Available data START
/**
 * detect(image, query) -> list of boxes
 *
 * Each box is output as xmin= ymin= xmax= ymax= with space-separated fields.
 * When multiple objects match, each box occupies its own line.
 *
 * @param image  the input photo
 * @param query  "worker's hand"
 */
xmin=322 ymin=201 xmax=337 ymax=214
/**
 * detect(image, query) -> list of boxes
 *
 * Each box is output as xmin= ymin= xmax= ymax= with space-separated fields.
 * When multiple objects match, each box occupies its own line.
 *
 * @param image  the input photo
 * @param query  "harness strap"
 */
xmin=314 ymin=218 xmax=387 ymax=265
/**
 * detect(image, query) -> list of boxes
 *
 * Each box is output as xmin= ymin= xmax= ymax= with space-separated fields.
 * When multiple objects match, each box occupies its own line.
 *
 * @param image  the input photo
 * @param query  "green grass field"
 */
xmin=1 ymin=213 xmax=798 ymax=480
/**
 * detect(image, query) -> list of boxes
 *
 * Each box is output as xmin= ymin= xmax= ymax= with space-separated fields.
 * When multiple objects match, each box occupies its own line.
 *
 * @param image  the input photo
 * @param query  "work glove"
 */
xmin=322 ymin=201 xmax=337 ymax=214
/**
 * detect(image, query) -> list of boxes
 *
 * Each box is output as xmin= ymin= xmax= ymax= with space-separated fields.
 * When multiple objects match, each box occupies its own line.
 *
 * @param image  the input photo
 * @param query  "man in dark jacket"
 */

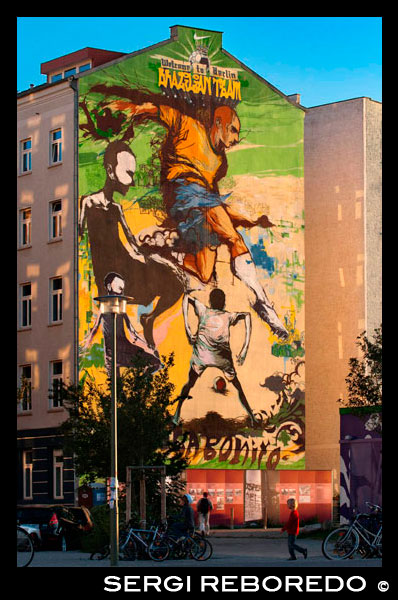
xmin=170 ymin=494 xmax=195 ymax=539
xmin=197 ymin=492 xmax=213 ymax=536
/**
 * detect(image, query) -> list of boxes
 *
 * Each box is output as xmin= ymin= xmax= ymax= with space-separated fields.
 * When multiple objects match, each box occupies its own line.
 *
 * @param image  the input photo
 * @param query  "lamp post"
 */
xmin=93 ymin=293 xmax=133 ymax=567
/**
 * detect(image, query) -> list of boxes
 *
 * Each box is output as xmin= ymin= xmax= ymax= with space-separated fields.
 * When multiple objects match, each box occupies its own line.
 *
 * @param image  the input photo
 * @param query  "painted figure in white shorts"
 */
xmin=173 ymin=288 xmax=256 ymax=425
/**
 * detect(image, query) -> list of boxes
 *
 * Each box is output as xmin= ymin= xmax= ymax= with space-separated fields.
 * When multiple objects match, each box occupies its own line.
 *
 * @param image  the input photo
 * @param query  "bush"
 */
xmin=80 ymin=504 xmax=110 ymax=553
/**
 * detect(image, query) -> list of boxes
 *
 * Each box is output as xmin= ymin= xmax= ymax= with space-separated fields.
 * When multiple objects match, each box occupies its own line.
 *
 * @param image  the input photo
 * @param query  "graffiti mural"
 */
xmin=78 ymin=26 xmax=305 ymax=470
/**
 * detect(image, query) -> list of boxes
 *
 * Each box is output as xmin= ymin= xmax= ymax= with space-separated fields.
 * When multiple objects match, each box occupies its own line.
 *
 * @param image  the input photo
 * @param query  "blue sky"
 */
xmin=17 ymin=17 xmax=382 ymax=107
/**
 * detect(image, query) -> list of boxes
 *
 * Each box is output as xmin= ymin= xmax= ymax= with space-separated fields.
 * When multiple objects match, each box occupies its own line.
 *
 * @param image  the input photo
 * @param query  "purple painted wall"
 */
xmin=340 ymin=408 xmax=382 ymax=523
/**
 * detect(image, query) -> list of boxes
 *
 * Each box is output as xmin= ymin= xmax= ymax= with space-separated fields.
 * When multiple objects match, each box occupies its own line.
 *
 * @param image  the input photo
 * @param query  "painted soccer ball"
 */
xmin=213 ymin=376 xmax=226 ymax=393
xmin=189 ymin=50 xmax=210 ymax=69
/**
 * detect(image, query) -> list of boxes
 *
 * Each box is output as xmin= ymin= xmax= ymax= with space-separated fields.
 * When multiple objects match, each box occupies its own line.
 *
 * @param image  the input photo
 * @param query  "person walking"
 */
xmin=197 ymin=492 xmax=213 ymax=536
xmin=281 ymin=498 xmax=308 ymax=561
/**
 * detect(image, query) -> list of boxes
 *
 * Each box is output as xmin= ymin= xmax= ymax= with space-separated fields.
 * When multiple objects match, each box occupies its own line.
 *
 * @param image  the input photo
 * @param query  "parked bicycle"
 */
xmin=159 ymin=520 xmax=213 ymax=561
xmin=322 ymin=502 xmax=382 ymax=560
xmin=17 ymin=525 xmax=35 ymax=568
xmin=90 ymin=521 xmax=170 ymax=562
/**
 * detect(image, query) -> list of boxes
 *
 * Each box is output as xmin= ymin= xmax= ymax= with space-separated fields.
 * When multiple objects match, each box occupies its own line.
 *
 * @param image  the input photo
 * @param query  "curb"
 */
xmin=208 ymin=525 xmax=322 ymax=539
xmin=208 ymin=528 xmax=284 ymax=539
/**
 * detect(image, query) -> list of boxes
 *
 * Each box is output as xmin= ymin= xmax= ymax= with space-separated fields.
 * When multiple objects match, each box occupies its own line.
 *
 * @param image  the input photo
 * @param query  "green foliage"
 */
xmin=339 ymin=325 xmax=382 ymax=408
xmin=60 ymin=352 xmax=188 ymax=494
xmin=80 ymin=504 xmax=110 ymax=552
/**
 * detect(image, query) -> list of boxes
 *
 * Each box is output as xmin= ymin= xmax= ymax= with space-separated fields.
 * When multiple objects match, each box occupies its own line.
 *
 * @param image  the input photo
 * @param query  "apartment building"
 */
Available data END
• [To do]: Every record must be transcribed faithfully, with no picture carried over.

• [Solution for this exercise]:
/**
 * detect(image, query) -> list of boxes
 *
 * Each box is output as xmin= ymin= xmax= ymax= with space-separated fields.
 * When multiple objects match, each box occupies its own line.
 *
 * @param image  the input photo
 * @param query  "worker's hand"
 */
xmin=322 ymin=201 xmax=337 ymax=214
/**
 * detect(image, query) -> list of boxes
 *
 * Each box is output as xmin= ymin= xmax= ymax= with space-separated fields.
 * When multiple objects match, each box occupies its own line.
 *
 * @param image  the input photo
 * @param query  "harness strap"
 */
xmin=314 ymin=218 xmax=387 ymax=265
/**
 * detect(image, query) -> list of boxes
 *
 * Each box is output as xmin= ymin= xmax= ymax= with space-separated fields.
 * When multiple objects match, each box occupies its own line.
 *
 * @param image  the input photo
 * @param query  "green grass field"
 */
xmin=1 ymin=213 xmax=798 ymax=480
/**
 * detect(image, query) -> list of boxes
 *
 * Each box is output as xmin= ymin= xmax= ymax= with space-separated fields.
 * When multiple objects match, each box occupies its own line.
 *
 * @param image  the input photo
 * @param query  "work glove"
 */
xmin=322 ymin=201 xmax=337 ymax=214
/**
 * detect(image, query) -> list of boxes
 *
 * Each box is output as xmin= ymin= xmax= ymax= with space-separated fields.
 * When multiple objects match, each box occupies its own line.
 *
 * @param image  the input photo
 * @param query  "man in dark jacket"
 */

xmin=170 ymin=494 xmax=195 ymax=539
xmin=197 ymin=492 xmax=213 ymax=536
/**
 * detect(image, query) -> list of boxes
 *
 * Each box is output as xmin= ymin= xmax= ymax= with space-separated fields.
 * When multiple objects match, each box occupies its own line.
 *
 * @param image  the input photo
 * @param query  "lamp post"
 */
xmin=93 ymin=293 xmax=133 ymax=567
/**
 * detect(image, query) -> list of boxes
 *
 * Each box is output as xmin= ymin= xmax= ymax= with space-separated fields.
 * When multiple objects match, each box occupies its own line.
 *
 * @param image  the input photo
 * @param query  "painted figure in white shorts"
 */
xmin=173 ymin=288 xmax=256 ymax=425
/**
 * detect(image, query) -> list of boxes
 *
 * Each box is output as xmin= ymin= xmax= ymax= with space-separated fields.
 * When multiple objects match, each box occupies its own line.
 *
 * @param image  the input photo
 * @param query  "bush"
 */
xmin=80 ymin=504 xmax=110 ymax=553
/**
 * detect(image, query) -> list of boxes
 *
 * Each box is output as xmin= ymin= xmax= ymax= with space-separated fields.
 * When multiple objects match, each box occupies its own line.
 *
 * @param image  the input photo
 * @param query  "graffiti mural"
 */
xmin=78 ymin=26 xmax=305 ymax=470
/**
 * detect(image, query) -> list of boxes
 *
 * Each box is output as xmin= ymin= xmax= ymax= with space-separated fields.
 * When multiple objects match, each box occupies its own line.
 *
 * @param image  the input photo
 * @param query  "blue sky"
 */
xmin=17 ymin=17 xmax=382 ymax=107
/**
 * detect(image, query) -> list of boxes
 *
 * Each box is output as xmin= ymin= xmax= ymax= with space-separated fields.
 * When multiple objects match, each box occupies its own line.
 *
 * @param image  the input photo
 * @param query  "purple painted wall"
 */
xmin=340 ymin=408 xmax=382 ymax=523
/**
 * detect(image, query) -> list of boxes
 *
 * Each box is output as xmin= ymin= xmax= ymax= with space-separated fields.
 * When multiple objects match, each box occupies its own line.
 *
 * @param image  the input photo
 * @param query  "painted soccer ball"
 */
xmin=213 ymin=376 xmax=226 ymax=393
xmin=189 ymin=50 xmax=210 ymax=69
/**
 * detect(image, query) -> list of boxes
 *
 * Each box is output as xmin= ymin= xmax= ymax= with space-separated fields.
 * When multiple objects match, each box occupies its own line.
 *
 * @param image  the input photo
 * @param query  "person walking"
 */
xmin=197 ymin=492 xmax=213 ymax=536
xmin=281 ymin=498 xmax=308 ymax=561
/**
 * detect(image, query) -> list of boxes
 *
 * Each box is output as xmin= ymin= xmax= ymax= with space-separated fields.
 * When multiple objects match, each box occupies its own line.
 *
 * @param image  the input photo
 * @param query  "parked bicycle"
 */
xmin=159 ymin=520 xmax=213 ymax=561
xmin=322 ymin=502 xmax=382 ymax=560
xmin=17 ymin=525 xmax=35 ymax=568
xmin=90 ymin=521 xmax=170 ymax=562
/**
 * detect(image, query) -> list of boxes
 *
 * Each box is output as xmin= ymin= xmax= ymax= with space-separated fields.
 * When multiple objects match, each box occupies its own line.
 *
 * @param image  the input photo
 * @param query  "curb"
 */
xmin=208 ymin=525 xmax=322 ymax=539
xmin=208 ymin=528 xmax=284 ymax=539
/**
 * detect(image, query) -> list of boxes
 *
 * Each box is output as xmin= ymin= xmax= ymax= with space-separated fields.
 * When multiple objects match, each box occupies its own line.
 *
 * @param image  the input photo
 * @param query  "green foliage"
 */
xmin=339 ymin=325 xmax=382 ymax=408
xmin=60 ymin=352 xmax=188 ymax=494
xmin=80 ymin=504 xmax=110 ymax=552
/**
 * detect(image, query) -> list of boxes
 *
 * Each box is output as xmin= ymin= xmax= ymax= with space-separated fields.
 * When multiple objects match, each box occupies its own line.
 *
 * @param image  the input photo
 * @param query  "apartment building"
 */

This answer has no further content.